▶ **What the task asks**: The records below must be transcribed exactly.

▶ **Supplied data**:
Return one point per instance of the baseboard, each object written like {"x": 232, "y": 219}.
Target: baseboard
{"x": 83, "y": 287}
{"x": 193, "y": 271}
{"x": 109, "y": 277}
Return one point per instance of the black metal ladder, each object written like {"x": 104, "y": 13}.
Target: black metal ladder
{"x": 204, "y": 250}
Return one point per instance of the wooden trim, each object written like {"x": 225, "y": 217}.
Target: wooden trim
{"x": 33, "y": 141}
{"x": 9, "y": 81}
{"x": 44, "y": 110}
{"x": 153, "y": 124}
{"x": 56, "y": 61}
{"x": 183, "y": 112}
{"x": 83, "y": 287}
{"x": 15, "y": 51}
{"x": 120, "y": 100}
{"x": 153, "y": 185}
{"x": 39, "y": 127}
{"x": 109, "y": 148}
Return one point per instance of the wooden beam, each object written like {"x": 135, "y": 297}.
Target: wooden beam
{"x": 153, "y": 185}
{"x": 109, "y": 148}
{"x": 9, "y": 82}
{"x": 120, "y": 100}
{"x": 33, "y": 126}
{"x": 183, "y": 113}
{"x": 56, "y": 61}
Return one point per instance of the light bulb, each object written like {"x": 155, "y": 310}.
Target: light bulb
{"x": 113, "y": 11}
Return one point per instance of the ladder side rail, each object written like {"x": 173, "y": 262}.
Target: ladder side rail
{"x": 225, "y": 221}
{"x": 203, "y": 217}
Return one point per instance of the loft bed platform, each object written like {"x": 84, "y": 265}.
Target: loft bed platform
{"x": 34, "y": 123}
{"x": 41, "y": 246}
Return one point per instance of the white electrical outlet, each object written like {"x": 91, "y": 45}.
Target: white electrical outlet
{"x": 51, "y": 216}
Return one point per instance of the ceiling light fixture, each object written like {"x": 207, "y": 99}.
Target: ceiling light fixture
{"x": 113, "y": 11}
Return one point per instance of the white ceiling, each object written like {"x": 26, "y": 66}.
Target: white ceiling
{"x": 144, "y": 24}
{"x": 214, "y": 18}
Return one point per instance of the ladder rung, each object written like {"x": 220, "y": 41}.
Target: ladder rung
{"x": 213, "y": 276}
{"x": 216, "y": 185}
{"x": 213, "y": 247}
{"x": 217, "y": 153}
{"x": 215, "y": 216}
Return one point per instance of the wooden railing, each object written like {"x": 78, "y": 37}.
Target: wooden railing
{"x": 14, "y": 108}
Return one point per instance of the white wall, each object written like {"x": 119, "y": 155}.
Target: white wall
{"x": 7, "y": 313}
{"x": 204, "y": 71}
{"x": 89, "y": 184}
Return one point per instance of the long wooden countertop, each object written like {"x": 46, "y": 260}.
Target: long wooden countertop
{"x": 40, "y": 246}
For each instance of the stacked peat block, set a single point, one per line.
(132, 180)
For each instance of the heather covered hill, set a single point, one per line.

▶ **Solution to this task**:
Return one point per instance of the baseboard, each object written like {"x": 232, "y": 219}.
Target: baseboard
{"x": 83, "y": 287}
{"x": 193, "y": 271}
{"x": 109, "y": 277}
Return one point per instance of the black metal ladder, each object written like {"x": 104, "y": 13}.
Target: black metal ladder
{"x": 204, "y": 250}
Return one point per instance of the wooden trim, each object written like {"x": 225, "y": 217}.
Target: wooden trim
{"x": 33, "y": 141}
{"x": 9, "y": 81}
{"x": 44, "y": 110}
{"x": 153, "y": 124}
{"x": 56, "y": 61}
{"x": 183, "y": 112}
{"x": 83, "y": 287}
{"x": 15, "y": 51}
{"x": 120, "y": 100}
{"x": 153, "y": 185}
{"x": 39, "y": 127}
{"x": 109, "y": 148}
Return one point per instance of the wooden beam, each object written like {"x": 135, "y": 297}.
Target: wooden beam
{"x": 153, "y": 185}
{"x": 109, "y": 148}
{"x": 9, "y": 82}
{"x": 120, "y": 100}
{"x": 33, "y": 126}
{"x": 183, "y": 113}
{"x": 56, "y": 61}
Return one point per instance of the light bulb, each object written like {"x": 155, "y": 310}.
Target: light bulb
{"x": 113, "y": 11}
Return one point per instance of the ladder side rail, each object written like {"x": 173, "y": 262}.
Target: ladder side rail
{"x": 225, "y": 221}
{"x": 203, "y": 217}
Return one point per instance of the loft bed platform, each object written like {"x": 84, "y": 265}.
Target: loft bed platform
{"x": 34, "y": 123}
{"x": 41, "y": 246}
Return one point per instance of the white electrical outlet, each object written like {"x": 91, "y": 45}.
Target: white electrical outlet
{"x": 51, "y": 216}
Return one point per instance of the ceiling light fixture, each object written like {"x": 207, "y": 99}.
Target: ceiling light fixture
{"x": 113, "y": 11}
Return one point per instance of the white ceiling, each object written like {"x": 26, "y": 66}.
Target: white ceiling
{"x": 144, "y": 24}
{"x": 214, "y": 18}
Return one point per instance of the ladder rung, each object written like {"x": 220, "y": 41}.
Target: ladder rung
{"x": 213, "y": 276}
{"x": 216, "y": 185}
{"x": 213, "y": 247}
{"x": 217, "y": 153}
{"x": 215, "y": 216}
Return one point per instance of the wooden railing, each object written like {"x": 78, "y": 37}.
Target: wooden railing
{"x": 14, "y": 108}
Return one point per instance of the white wall, each object written like {"x": 119, "y": 155}.
Target: white wall
{"x": 7, "y": 313}
{"x": 204, "y": 71}
{"x": 89, "y": 184}
Return one point per instance of the long wooden countertop, each object written like {"x": 46, "y": 260}.
Target: long wooden countertop
{"x": 40, "y": 246}
For each instance of the stacked peat block, set a single point, one per line.
(132, 180)
For each instance of the heather covered hill, set a single point, one per line.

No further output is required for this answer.